### TASK TO COMPLETE
Write out the material below as a numbered list with no blank lines, and leave the pictures out of your answer.

### EXERCISE MATERIAL
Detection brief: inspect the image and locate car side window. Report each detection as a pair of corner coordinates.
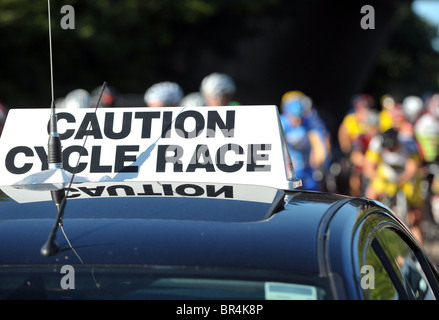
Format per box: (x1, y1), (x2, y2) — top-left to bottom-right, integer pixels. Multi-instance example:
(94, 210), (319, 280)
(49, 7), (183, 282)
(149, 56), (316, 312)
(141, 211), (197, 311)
(361, 239), (399, 300)
(378, 228), (434, 300)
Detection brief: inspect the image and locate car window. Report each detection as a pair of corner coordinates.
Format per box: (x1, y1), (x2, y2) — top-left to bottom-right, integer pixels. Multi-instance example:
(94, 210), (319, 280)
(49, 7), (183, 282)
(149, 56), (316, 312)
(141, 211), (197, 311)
(378, 228), (434, 300)
(360, 239), (399, 300)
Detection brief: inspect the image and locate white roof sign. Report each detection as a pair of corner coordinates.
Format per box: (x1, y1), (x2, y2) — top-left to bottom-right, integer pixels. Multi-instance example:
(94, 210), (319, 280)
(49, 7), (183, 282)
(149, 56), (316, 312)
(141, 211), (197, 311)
(0, 106), (300, 189)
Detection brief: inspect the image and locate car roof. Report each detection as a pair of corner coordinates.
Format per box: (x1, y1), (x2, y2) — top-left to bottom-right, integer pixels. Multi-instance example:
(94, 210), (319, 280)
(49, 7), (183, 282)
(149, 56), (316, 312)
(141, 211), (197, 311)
(0, 182), (345, 274)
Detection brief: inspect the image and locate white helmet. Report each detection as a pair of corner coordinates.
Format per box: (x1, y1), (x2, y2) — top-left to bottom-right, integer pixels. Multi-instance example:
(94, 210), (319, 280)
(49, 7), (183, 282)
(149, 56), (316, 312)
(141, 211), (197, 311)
(180, 92), (205, 107)
(62, 89), (91, 109)
(144, 81), (183, 107)
(200, 72), (236, 97)
(402, 96), (424, 123)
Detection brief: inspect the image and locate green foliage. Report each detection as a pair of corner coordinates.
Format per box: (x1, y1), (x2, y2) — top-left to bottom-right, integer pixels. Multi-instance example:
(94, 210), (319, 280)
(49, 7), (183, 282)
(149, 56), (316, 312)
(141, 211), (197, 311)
(366, 4), (439, 99)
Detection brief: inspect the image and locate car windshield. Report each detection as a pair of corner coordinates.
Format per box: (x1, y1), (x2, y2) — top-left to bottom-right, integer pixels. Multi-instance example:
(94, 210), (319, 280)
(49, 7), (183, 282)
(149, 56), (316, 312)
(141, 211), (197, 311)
(0, 265), (328, 300)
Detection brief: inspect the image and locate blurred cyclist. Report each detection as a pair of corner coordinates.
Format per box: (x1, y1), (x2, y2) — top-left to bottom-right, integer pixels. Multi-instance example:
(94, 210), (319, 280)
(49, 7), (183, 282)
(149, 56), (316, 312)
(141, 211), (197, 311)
(90, 86), (120, 107)
(338, 94), (373, 155)
(282, 99), (327, 191)
(59, 89), (92, 109)
(414, 93), (439, 237)
(144, 81), (183, 107)
(364, 128), (422, 242)
(200, 72), (237, 106)
(337, 94), (373, 195)
(0, 103), (9, 135)
(349, 110), (379, 197)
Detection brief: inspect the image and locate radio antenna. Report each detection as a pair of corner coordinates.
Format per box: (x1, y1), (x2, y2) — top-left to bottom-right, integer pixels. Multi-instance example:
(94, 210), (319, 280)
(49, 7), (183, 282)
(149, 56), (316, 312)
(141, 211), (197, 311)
(47, 0), (62, 169)
(47, 0), (55, 104)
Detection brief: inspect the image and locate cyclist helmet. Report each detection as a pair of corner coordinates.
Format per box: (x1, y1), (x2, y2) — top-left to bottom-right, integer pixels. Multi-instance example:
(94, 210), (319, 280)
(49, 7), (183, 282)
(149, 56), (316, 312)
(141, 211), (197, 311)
(285, 99), (304, 118)
(427, 93), (439, 118)
(402, 96), (423, 123)
(144, 81), (183, 107)
(381, 128), (399, 149)
(62, 89), (91, 109)
(200, 72), (236, 97)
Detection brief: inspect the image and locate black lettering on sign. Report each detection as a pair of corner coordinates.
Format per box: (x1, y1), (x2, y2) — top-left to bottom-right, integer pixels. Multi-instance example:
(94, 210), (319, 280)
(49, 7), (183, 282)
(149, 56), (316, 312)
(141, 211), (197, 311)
(186, 144), (215, 172)
(62, 146), (88, 173)
(5, 146), (34, 174)
(175, 184), (204, 197)
(107, 184), (135, 197)
(247, 143), (271, 172)
(104, 112), (132, 140)
(206, 110), (235, 138)
(47, 112), (76, 140)
(75, 113), (102, 139)
(134, 111), (160, 139)
(162, 111), (172, 138)
(114, 145), (139, 172)
(175, 110), (205, 139)
(156, 144), (183, 172)
(78, 186), (105, 197)
(35, 147), (49, 170)
(137, 184), (162, 196)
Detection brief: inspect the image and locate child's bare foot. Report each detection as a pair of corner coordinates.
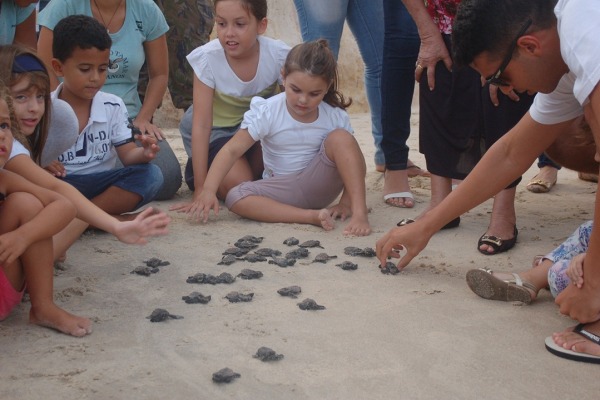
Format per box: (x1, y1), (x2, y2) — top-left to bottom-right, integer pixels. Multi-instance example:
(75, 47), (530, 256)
(328, 203), (352, 221)
(315, 208), (335, 231)
(29, 304), (92, 337)
(344, 214), (371, 236)
(113, 212), (140, 221)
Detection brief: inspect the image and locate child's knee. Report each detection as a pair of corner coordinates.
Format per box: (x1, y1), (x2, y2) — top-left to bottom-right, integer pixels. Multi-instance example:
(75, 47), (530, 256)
(137, 164), (164, 203)
(2, 192), (44, 229)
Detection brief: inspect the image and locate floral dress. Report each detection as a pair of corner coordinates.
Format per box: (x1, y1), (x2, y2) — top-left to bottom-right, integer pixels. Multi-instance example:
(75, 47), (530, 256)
(425, 0), (461, 35)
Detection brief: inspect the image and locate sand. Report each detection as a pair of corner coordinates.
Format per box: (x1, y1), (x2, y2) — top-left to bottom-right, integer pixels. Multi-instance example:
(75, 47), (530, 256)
(0, 110), (600, 400)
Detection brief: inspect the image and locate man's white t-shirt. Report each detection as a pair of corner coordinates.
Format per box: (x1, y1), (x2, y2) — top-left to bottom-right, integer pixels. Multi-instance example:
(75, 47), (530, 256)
(530, 0), (600, 124)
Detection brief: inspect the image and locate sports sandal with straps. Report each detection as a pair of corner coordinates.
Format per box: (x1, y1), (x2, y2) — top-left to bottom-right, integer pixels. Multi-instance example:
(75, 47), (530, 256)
(467, 268), (538, 304)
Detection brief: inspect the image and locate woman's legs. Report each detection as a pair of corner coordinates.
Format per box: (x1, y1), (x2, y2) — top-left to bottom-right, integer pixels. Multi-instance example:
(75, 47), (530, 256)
(381, 0), (421, 208)
(294, 0), (349, 59)
(347, 0), (385, 166)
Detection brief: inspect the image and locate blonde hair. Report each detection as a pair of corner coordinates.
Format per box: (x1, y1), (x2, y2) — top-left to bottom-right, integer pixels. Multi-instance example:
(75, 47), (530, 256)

### RESULT OF THIS EXERCISE
1. Detection brief: inspect the image and locate car side window. Report each detection as a pair of corner coordinates.
2. Format per box: (x1, y1), (x2, y2) — top-left to bottom-right, integer pixels. Multi-instance example:
3. (94, 210), (319, 280)
4. (49, 7), (183, 282)
5. (149, 56), (316, 312)
6. (141, 211), (197, 311)
7. (361, 239), (399, 300)
8. (378, 228), (434, 300)
9. Detection brief: inspect the image and locate car window. Report each detection as a pair of corner coordinates.
10. Format per box: (x1, y1), (x2, y2) — top-left to bottom-right, integer pixels. Multi-instance example:
11. (94, 210), (319, 280)
12. (49, 7), (183, 282)
13. (149, 56), (316, 312)
14. (141, 211), (197, 311)
15. (378, 228), (434, 300)
16. (360, 239), (399, 300)
17. Detection brief: inspect the image and locate white roof sign. Report each detection as a pair of corner coordinates.
18. Format per box: (x1, y1), (x2, y2) — top-left to bottom-right, integer pixels. Multi-instance example:
19. (94, 210), (319, 280)
20. (49, 7), (183, 282)
21. (149, 56), (316, 312)
22. (141, 211), (197, 311)
23. (0, 106), (300, 189)
24. Detection brief: inspect the image and locate car roof. Report each detection as a pair of corner coordinates.
25. Format per box: (x1, y1), (x2, y2) — top-left to bottom-right, integer pixels. Multi-instance example:
26. (94, 210), (319, 280)
27. (49, 7), (183, 282)
28. (149, 56), (316, 312)
29. (141, 211), (197, 311)
30. (0, 182), (345, 274)
31. Detection brief: inspect the image and locate white helmet. Report each detection as a pair of corner coordinates.
32. Format per box: (x1, y1), (x2, y2) — top-left to bottom-right, integer pixels. Multi-instance example:
33. (94, 210), (319, 280)
34. (49, 7), (183, 282)
35. (149, 56), (316, 312)
36. (141, 211), (197, 311)
37. (180, 92), (205, 107)
38. (62, 89), (91, 109)
39. (144, 81), (183, 107)
40. (200, 72), (236, 97)
41. (402, 96), (424, 123)
42. Detection brief: inspect the image and locate green foliage. Report each detection as a pair of corner coordinates.
43. Format per box: (x1, y1), (x2, y2) — top-left to bottom-right, integer pixels. Multi-instance example:
44. (94, 210), (319, 280)
45. (49, 7), (183, 282)
46. (149, 56), (316, 312)
47. (141, 211), (197, 311)
48. (366, 4), (439, 99)
49. Detection brief: inspect the image and locate car windshield. Report each detection as a pair of corner coordinates.
50. Format per box: (x1, y1), (x2, y2) — top-left to bottom-right, integer pixels. Multi-instance example:
51. (94, 210), (319, 280)
52. (49, 7), (183, 282)
53. (149, 56), (316, 312)
54. (141, 211), (197, 311)
55. (0, 265), (328, 300)
56. Detection brief: inspect the image and locate blurred cyclist. Report each detection as a pair of corner coordinates.
57. Format per box: (x1, y1), (x2, y2) — top-left to bottom-right, integer pixels. Multi-instance example:
58. (94, 210), (319, 280)
59. (49, 7), (183, 282)
60. (149, 56), (316, 312)
61. (141, 211), (197, 311)
62. (90, 86), (120, 107)
63. (338, 94), (373, 155)
64. (282, 99), (327, 191)
65. (59, 89), (92, 109)
66. (414, 93), (439, 237)
67. (144, 81), (183, 107)
68. (364, 128), (422, 242)
69. (200, 72), (237, 106)
70. (337, 94), (373, 195)
71. (0, 103), (9, 135)
72. (349, 110), (379, 197)
73. Detection brief: inspect the image and locate radio antenna. Report each detection as a pair of corner coordinates.
74. Format per box: (x1, y1), (x2, y2) — top-left to bottom-right, integer pixels. Multi-instance example:
75. (94, 210), (319, 280)
76. (49, 7), (183, 282)
77. (149, 56), (316, 312)
78. (141, 211), (197, 311)
79. (47, 0), (62, 169)
80. (47, 0), (55, 104)
81. Detection brief: inspect the image and locate cyclist helmet. Report each detection as a pair of corner coordinates.
82. Format per box: (x1, y1), (x2, y2) — top-left to bottom-right, integer pixels. Multi-instance example:
83. (94, 210), (319, 280)
84. (49, 7), (183, 282)
85. (149, 56), (316, 312)
86. (141, 211), (197, 311)
87. (285, 99), (304, 118)
88. (427, 93), (439, 118)
89. (402, 96), (423, 123)
90. (144, 81), (183, 107)
91. (381, 128), (399, 149)
92. (62, 89), (91, 109)
93. (200, 72), (236, 97)
94. Detection brief: inspect the image and locate black lettering on sign. Report each detection as a pair of corner coordinates.
95. Format per box: (x1, y1), (x2, y2) — top-left to bottom-right, integer pixels. Multi-instance example:
96. (94, 210), (319, 280)
97. (49, 7), (183, 282)
98. (149, 56), (316, 312)
99. (141, 211), (197, 311)
100. (186, 144), (215, 172)
101. (62, 146), (88, 173)
102. (5, 146), (34, 174)
103. (175, 184), (204, 197)
104. (107, 184), (135, 197)
105. (247, 143), (271, 172)
106. (104, 112), (132, 140)
107. (206, 110), (235, 138)
108. (47, 112), (76, 140)
109. (75, 113), (102, 139)
110. (134, 111), (160, 139)
111. (162, 111), (172, 138)
112. (114, 145), (139, 172)
113. (175, 110), (205, 139)
114. (156, 144), (183, 172)
115. (78, 186), (105, 197)
116. (35, 147), (49, 170)
117. (137, 184), (162, 196)
118. Detection brief: inspect the image and locate child's bare foot. Report each detection as a pair of corner coordinates.
119. Format per box: (x1, y1), (x2, y2) — top-left to bottom-right, integer pixels. Multi-instance example:
120. (75, 47), (530, 256)
121. (328, 203), (352, 221)
122. (315, 208), (335, 231)
123. (29, 304), (92, 337)
124. (344, 214), (371, 236)
125. (113, 212), (140, 221)
126. Detection brief: inspect the image and locate child's knee. Report each detection as a pair of corner coordinates.
127. Format per box: (x1, y1), (x2, y2) — top-left to bottom-right, integer pixels. Multi-instance example:
128. (75, 47), (530, 256)
129. (137, 164), (164, 203)
130. (2, 192), (44, 229)
131. Detection brief: inspect the image and locate floral dress. Report each detection as a pair of corner coordinates.
132. Format per box: (x1, y1), (x2, y2) — top-left to bottom-right, integer pixels. Multi-instance example:
133. (75, 47), (530, 256)
134. (425, 0), (461, 35)
135. Detection brief: inspect the image and locate sand. Report each detection as a pair of corner coordinates.
136. Format per box: (x1, y1), (x2, y2) — top-left to bottom-right, integer pixels. Multi-instance example:
137. (75, 47), (530, 256)
138. (0, 110), (600, 400)
139. Detection brief: inspect the image and locate man's white t-shirt. Report each detection as a pair of corner coordinates.
140. Format per box: (x1, y1), (x2, y2) — top-left to bottom-right, integer pixels. Multi-instance example:
141. (75, 47), (530, 256)
142. (530, 0), (600, 124)
143. Detection brief: inspect the image and locate sports sandal with straps. Report each detection as a pair of corner coordinates.
144. Format per box: (x1, y1), (x2, y2) — top-left to bottom-right, integer pixels. Multi-instance example:
145. (75, 47), (530, 256)
146. (467, 268), (538, 304)
147. Detection brief: inspect the image and locate woman's legs. Report each detection as a pair of corner coordinates.
148. Format per box: (x1, y1), (x2, y2) — top-left to bottom-right, integer pixels. Multi-instance example:
149. (75, 47), (530, 256)
150. (381, 0), (421, 208)
151. (294, 0), (349, 59)
152. (347, 0), (385, 166)
153. Detection brief: inspect the image and locate blonde hair. Report each detection as a pair of corner coordinates.
154. Format per box: (x1, y1), (x2, y2) — top-left to bottom-right, integer pixels. Multi-instance example:
155. (75, 47), (530, 256)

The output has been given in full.